* [SOURCE]:
=====
# Do I need Zebra 2 if I have Omnisphere?



## easyrider (Nov 1, 2020)

Just wondering what people’s thoughts were on Zebra 2 if you already have Omnisphere...

Thanks !


----------



## sostenuto (Nov 1, 2020)

Hoping to enjoy truly informative discussion !! 
Omni (v2.6 now) since early days, and still much to learn. Huge set of 3rd Pty expansions. 
Demo'd Zebra 2 and often tempted. Personal thoughts are not '_one is/is not better_', but hesitating to commit serious learning time/effort ... while diverting from Omni2. 
No right answer while watching with interest.


----------



## pmountford (Nov 1, 2020)

Both are so well regarded on this forum and with good reason. Having owned both for many years I wouldn't want to do without either. Both have their own sound and are my top 2 synths (let's not mention Diva...). Omnisphere deffo gets more use here because it is just such a workhorse. I know, I know, all I've done is muddy the water...


----------



## Dewdman42 (Nov 1, 2020)

both are great and very different. As to whether you need either one is entirely up to you.


----------



## sostenuto (Nov 1, 2020)

pmountford said:


> Both are so well regarded on this forum and with good reason. Having owned both for many years I wouldn't want to do without either. Both have their own sound and are my top 2 synths (let's not mention Diva...). Omnisphere deffo gets more use here because it is just such a workhorse. I know, I know, all I've done is muddy the water...



Ha ! Water fairly muddy already.  

Diva has long been tempting; lately Hive 2 continues improvement. 
Great to have such terrific choices !


----------



## kevinh (Nov 1, 2020)

Do you need zebra 2? No, definitely not. But you need zebra 3 what ever it might be


----------



## JonS (Nov 1, 2020)

easyrider said:


> Just wondering what people’s thoughts were on Zebra 2 if you already have Omnisphere...
> 
> Thanks !


if you are a working composer making good money then get Zebra 2, if you are not then don't get it.


----------



## wst3 (Nov 2, 2020)

They are two very different tools, and I really wouldn't want to give up either one (or Diva). The other must have - for me - is Camel Audio Alchemy, which reached its end of life for Windows a while ago, and yet it still works. I admit I'm a little hesitant to spend too much time with it, since at some point it will probably cease to work. But for now these four make up the core of my synthesis world.

I still love emulations, but lately I've been using those four more. Hmmm... time to revisit emulations?


----------



## peladio (Nov 2, 2020)

You don't need it as Omnisphere covers almost everything, especially if you add libraries from top devs like MIDIssonance, Luftrum or Unfinished..however, it's a great synth that has aged remarkably well and has its specific workflow and very versatile sound..I can highly recommend it


----------



## AdamKmusic (Nov 2, 2020)

Funny cause I basically exclusively use Zebra / ZebraHZ & have wondered do I need Omnisphere?


----------



## chimuelo (Nov 2, 2020)

First rule of soft synth spending.

Why just own one when you can have both for twice the price.


----------



## RonOrchComp (Nov 2, 2020)

YES!
=====
* [RECORDED INFORMATION]:

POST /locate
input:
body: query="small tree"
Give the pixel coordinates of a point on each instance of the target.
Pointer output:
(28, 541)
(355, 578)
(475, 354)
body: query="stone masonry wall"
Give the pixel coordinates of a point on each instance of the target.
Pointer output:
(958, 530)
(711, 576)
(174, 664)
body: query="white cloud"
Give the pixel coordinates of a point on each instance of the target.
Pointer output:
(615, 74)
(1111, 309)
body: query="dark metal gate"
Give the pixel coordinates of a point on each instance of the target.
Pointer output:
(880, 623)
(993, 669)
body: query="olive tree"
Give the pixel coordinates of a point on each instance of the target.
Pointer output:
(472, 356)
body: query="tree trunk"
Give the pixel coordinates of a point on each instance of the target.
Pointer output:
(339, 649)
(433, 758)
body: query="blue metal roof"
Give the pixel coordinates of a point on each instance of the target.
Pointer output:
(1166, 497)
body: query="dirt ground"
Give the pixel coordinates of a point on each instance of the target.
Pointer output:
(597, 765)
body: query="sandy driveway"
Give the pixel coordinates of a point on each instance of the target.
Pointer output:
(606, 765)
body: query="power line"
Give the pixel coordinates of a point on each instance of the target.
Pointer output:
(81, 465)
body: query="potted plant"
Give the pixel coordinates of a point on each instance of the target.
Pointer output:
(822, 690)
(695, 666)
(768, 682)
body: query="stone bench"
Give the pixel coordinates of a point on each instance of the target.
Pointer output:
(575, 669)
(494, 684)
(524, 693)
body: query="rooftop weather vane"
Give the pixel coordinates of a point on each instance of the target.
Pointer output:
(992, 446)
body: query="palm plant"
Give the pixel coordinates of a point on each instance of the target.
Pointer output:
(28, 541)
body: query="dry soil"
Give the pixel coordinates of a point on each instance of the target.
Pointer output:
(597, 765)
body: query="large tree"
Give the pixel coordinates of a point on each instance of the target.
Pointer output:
=====
* [EXERCISE]: Copy out the forum thread from "You don't need" up to and including "I need Omnisphere?", swapping "workflow" for "interface".

* [CORRECT RESPONSE]:
You don't need it as Omnisphere covers almost everything, especially if you add libraries from top devs like MIDIssonance, Luftrum or Unfinished..however, it's a great synth that has aged remarkably well and has its specific interface and very versatile sound..I can highly recommend it


----------



## AdamKmusic (Nov 2, 2020)

Funny cause I basically exclusively use Zebra / ZebraHZ & have wondered do I need Omnisphere?